** Direction 1 **
Pick out every line of the rows below that contains the word "background", and copy each one.

** Text to read **
## Begin

# More Film: Agfacolor Portrait XPS 160 (expired 2001)



## rexbobcat (Nov 2, 2015)

I had to do A LOT of shadow defogging in Lightroom. The latitude held up really well, though, thankfully. I shot it at ISO 80, which seemed to work pretty well.






















The fogging was so bad in this one I "salvaged" it with b/w lol




A comparison:




It's probably not true to what the film originally looked like, but it looks good to my eye.


----------



## limr (Nov 2, 2015)

Nice! The colors look good. I like shot of the girl and the one of the bike. 

Expired film won't always fog that badly. Perhaps that batch hadn't been stored cold. And yeah, it's generally good to shoot expired film slower than box speed.


----------



## sabbath999 (Nov 2, 2015)

Love it!


----------



## gsgary (Nov 2, 2015)

I like it uncorrected best in the comparison shot thats why you shot old film for the effect you get


----------



## rexbobcat (Nov 2, 2015)

limr said:


> Nice! The colors look good. I like shot of the girl and the one of the bike.
> 
> Expired film won't always fog that badly. Perhaps that batch hadn't been stored cold. And yeah, it's generally good to shoot expired film slower than box speed.



Thanks!

Yeah I bought it on Ebay for like 3 bucks and the seller said they found it in a drawer, so I wasn't holding out too much hope haha. I'm just glad it held up well enough to be scanned.


----------



## rexbobcat (Nov 2, 2015)

## End

** Excerpted records **

## Begin

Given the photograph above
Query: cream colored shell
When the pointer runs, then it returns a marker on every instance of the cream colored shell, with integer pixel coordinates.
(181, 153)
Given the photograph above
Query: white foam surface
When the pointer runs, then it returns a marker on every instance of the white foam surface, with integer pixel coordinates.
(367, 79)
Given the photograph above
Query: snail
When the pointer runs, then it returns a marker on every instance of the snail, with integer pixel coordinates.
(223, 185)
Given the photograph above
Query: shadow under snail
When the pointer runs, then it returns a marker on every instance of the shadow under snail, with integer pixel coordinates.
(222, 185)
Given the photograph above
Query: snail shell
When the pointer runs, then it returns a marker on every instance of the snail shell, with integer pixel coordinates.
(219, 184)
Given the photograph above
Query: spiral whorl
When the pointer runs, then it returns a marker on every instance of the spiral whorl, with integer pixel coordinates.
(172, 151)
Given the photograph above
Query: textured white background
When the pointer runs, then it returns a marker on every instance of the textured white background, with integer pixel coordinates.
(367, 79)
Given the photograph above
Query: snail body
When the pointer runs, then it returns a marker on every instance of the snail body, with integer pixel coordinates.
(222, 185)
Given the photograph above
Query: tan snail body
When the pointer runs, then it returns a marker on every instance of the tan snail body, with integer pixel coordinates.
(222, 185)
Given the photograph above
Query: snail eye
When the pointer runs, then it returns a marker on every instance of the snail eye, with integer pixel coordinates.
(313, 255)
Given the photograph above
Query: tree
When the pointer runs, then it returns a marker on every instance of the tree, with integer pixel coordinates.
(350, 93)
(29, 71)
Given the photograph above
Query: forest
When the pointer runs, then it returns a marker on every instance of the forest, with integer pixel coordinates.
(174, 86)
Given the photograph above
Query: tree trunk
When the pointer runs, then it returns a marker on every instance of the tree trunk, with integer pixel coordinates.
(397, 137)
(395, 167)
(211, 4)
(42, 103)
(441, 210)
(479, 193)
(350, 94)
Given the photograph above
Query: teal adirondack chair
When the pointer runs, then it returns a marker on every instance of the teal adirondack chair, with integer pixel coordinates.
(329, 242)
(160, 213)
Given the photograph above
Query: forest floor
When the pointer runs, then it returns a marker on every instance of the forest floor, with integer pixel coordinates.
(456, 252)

## End

** Direction 2 **
Using the forum thread on Agfacolor Portrait XPS 160 film, answer yes or no for each statement and quote the words from the thread that decide it. (a) rexbobcat shot the film at ISO 80. (b) rexbobcat bought the film in a camera shop. (c) gsgary likes the corrected version best in the comparison.

** Response 1 **
Query: textured white background
When the pointer runs, then it returns a marker on every instance of the textured white background, with integer pixel coordinates.

** Response 2 **
(a) Yes: "I shot it at ISO 80"
(b) No: "I bought it on Ebay for like 3 bucks"
(c) No: "I like it uncorrected best in the comparison shot"